- **Consigne**:
Selon l'article sur la Syrie ci-dessous, à quels journalistes Emmanuel Macron a-t-il accordé son interview du dimanche soir ?

*** Texte fourni ***

Syrie : la (vraie) communauté internationale exige des preuves
De Paris, Mrizek Sahraoui – On s’attendait à des révélations fracassantes et des preuves formelles sur l’implication de Bachar Al-Assad dans l’attaque chimique présumée de la Douma de la part d’Emmanuel Macron, du style en veux-tu en voilà, finalement, le président français s’est contenté de ressasser ce que tout le monde sait en reprenant uniquement la phrase : nous avons des preuves ! Un sujet, un verbe, un complément utilisés depuis l’agression de la Syrie par le ministre des Affaires étrangères, Jean-Yves Le Drian, et le ministre de la Défense, Florence Parly. De simples allégations alors, dont ne peut se satisfaire la (vraie) communauté internationale, car les enquêteurs de l’Organisation pour l’interdiction des armes chimiques (OIAC) ne sont arrivés sur les lieux des présumées attaques chimiques que dimanche 16 avril.
On n’a pas les preuves fortement attendues de l’implication du régime syrien dans la prétendue attaque de Douma, Emmanuel Macron ne les ayant pas livrées lors de l’interview qu’il a accordée, dans la soirée de dimanche, aux journalistes Edwy Plenel (Médiapart) et Jean-Jacques Bourdin (BFM TV). Mais l’on a eu celles qui laissent supposer que les frappes sont destinées à la consommation interne pour masquer les difficultés auxquelles est confronté le président français, en bute à la grogne sociale qui s’amplifie et à la coagulation des mécontentements.

*** Données fournies ***

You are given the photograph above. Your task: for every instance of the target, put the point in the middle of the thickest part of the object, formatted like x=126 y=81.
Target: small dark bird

***
*** Données fournies ***

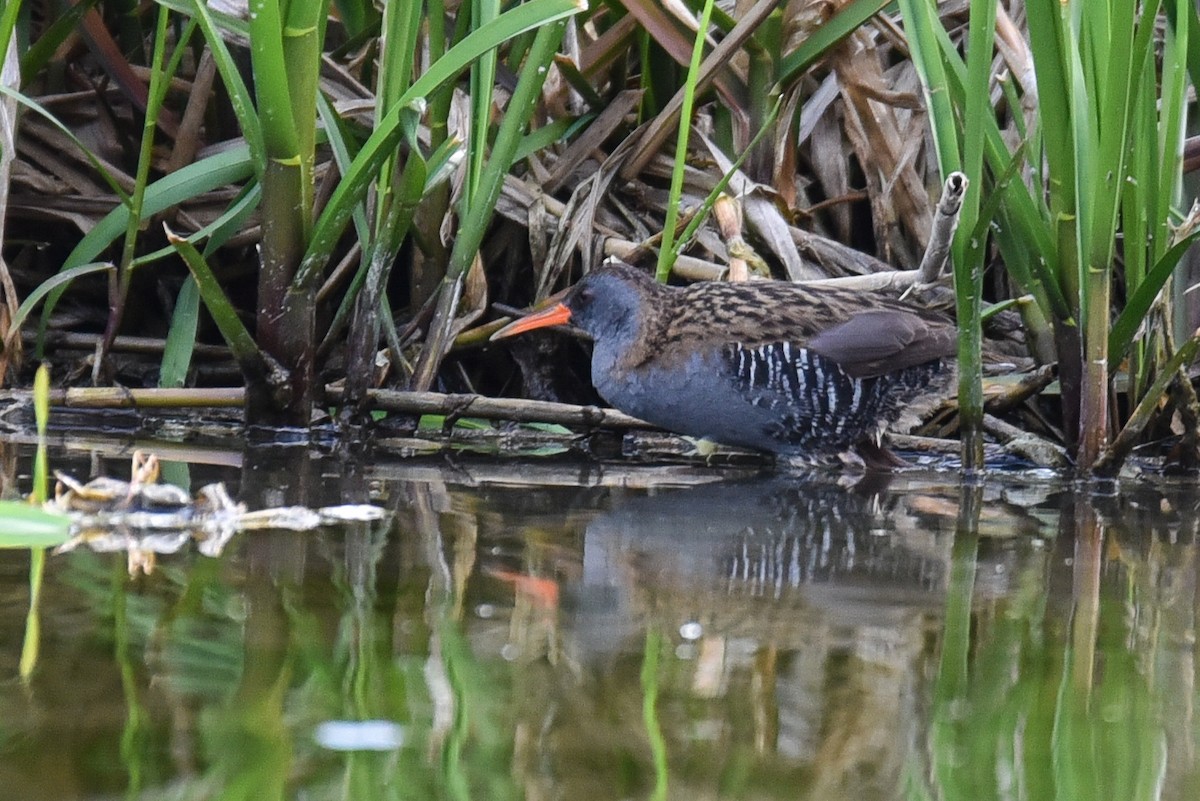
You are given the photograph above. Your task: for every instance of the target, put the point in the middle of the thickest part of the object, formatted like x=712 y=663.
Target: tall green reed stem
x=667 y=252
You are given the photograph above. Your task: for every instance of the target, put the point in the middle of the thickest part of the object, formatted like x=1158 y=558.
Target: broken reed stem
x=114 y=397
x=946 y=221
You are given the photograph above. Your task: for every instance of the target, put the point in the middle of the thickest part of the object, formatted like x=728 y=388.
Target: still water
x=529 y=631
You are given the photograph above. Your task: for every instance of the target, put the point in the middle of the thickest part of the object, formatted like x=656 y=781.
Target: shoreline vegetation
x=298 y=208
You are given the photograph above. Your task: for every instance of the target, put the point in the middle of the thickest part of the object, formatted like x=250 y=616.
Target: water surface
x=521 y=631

***
*** Données fournies ***

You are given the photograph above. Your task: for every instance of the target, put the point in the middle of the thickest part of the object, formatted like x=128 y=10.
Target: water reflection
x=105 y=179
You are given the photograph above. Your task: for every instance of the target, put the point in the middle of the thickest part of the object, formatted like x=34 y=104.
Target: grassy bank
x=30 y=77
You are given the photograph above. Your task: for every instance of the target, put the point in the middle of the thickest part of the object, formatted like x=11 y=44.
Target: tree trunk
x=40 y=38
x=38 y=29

***

- **Réponse attendue**:
À Edwy Plenel (Médiapart) et à Jean-Jacques Bourdin (BFM TV).